Record excerpts:

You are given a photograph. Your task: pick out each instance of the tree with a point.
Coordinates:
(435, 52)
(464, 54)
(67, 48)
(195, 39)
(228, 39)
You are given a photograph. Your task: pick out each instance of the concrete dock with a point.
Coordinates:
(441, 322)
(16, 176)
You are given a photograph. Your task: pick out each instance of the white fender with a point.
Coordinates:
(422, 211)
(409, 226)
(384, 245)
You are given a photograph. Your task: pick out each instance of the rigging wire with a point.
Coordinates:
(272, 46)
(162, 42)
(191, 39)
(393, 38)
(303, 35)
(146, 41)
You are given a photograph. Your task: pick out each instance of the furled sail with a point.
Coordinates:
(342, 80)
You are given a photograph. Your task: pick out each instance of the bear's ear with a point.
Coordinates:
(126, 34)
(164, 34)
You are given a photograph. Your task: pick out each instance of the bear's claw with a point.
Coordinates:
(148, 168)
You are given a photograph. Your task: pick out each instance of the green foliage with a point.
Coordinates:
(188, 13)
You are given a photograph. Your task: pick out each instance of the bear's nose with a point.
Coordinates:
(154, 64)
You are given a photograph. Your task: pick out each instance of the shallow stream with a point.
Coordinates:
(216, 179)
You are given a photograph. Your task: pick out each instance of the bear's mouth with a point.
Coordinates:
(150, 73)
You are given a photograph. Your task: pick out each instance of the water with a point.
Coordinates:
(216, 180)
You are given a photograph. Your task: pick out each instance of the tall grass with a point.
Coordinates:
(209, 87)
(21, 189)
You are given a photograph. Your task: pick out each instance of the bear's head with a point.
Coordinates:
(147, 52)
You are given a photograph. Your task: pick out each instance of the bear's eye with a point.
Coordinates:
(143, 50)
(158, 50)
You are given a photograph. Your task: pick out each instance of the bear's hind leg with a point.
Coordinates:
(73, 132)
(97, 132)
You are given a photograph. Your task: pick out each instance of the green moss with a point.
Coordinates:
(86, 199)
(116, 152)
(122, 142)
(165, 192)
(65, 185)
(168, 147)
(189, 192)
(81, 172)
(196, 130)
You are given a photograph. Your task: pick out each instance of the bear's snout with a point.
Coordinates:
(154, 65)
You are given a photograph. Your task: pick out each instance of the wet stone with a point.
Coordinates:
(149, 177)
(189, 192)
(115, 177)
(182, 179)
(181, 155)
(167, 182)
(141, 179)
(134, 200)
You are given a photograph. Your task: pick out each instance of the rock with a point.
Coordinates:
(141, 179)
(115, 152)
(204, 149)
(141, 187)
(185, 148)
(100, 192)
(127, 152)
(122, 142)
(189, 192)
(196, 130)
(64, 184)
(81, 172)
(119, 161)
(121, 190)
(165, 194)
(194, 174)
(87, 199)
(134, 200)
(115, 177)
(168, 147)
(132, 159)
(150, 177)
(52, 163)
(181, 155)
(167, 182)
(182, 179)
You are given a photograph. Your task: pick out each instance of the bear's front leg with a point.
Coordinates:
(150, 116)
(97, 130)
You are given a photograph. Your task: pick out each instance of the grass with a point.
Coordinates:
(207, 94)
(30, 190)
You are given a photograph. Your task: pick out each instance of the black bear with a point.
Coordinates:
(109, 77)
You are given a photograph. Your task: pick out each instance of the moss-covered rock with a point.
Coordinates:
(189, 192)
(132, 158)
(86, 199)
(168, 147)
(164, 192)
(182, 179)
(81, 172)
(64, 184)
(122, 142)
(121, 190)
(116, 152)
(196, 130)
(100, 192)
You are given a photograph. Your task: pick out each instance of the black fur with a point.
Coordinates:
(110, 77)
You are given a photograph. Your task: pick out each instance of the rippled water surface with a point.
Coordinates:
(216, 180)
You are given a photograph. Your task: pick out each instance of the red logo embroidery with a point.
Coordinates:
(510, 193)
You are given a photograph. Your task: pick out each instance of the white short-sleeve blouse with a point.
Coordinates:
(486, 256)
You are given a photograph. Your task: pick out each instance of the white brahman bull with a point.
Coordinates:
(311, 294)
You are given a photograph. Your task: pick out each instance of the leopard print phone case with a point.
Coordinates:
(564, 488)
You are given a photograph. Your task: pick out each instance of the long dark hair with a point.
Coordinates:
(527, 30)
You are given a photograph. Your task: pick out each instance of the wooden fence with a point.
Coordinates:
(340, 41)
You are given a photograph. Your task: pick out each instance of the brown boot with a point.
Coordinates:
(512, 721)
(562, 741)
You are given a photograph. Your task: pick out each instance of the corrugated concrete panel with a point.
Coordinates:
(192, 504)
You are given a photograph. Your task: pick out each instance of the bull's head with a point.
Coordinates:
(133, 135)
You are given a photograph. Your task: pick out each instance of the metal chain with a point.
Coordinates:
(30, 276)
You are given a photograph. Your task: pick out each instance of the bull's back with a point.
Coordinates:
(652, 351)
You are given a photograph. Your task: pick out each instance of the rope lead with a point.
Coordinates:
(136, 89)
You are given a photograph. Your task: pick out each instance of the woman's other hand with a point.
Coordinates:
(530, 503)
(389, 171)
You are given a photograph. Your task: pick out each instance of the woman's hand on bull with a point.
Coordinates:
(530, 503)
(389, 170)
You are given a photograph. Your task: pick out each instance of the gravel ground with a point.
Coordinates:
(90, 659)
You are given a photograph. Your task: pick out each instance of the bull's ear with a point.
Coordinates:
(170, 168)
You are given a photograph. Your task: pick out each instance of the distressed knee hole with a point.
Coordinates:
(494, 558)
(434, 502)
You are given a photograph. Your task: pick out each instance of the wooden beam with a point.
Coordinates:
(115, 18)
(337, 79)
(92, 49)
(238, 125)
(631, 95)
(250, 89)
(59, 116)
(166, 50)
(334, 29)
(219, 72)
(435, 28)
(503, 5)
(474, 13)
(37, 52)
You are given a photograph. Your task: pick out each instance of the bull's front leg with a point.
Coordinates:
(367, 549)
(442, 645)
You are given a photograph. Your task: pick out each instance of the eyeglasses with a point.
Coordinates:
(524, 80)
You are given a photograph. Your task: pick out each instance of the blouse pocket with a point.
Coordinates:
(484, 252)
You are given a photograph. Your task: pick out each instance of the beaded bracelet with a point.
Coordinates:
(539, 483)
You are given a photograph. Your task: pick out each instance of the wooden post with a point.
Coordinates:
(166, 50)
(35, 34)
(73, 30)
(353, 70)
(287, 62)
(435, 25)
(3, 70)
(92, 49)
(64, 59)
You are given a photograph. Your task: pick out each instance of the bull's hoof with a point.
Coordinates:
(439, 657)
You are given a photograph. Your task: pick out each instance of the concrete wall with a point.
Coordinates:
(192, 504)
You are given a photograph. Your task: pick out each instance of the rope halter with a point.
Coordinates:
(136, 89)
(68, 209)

What to produce: Reproduce everything from the line containing "hoof with a point." down to the end of the rows, both ends included, adding -129 to each coordinate value and leaving all other text unchanged.

Task response:
You are given a photograph. Your task: pick out each instance of the bull's hoof with a point.
Coordinates:
(310, 528)
You are given a photograph. Your task: pick out each instance of the concrete wall with a point.
Coordinates:
(63, 375)
You are given a photograph. Your task: pick out each instance of the rope halter with a point.
Coordinates:
(7, -40)
(-61, 80)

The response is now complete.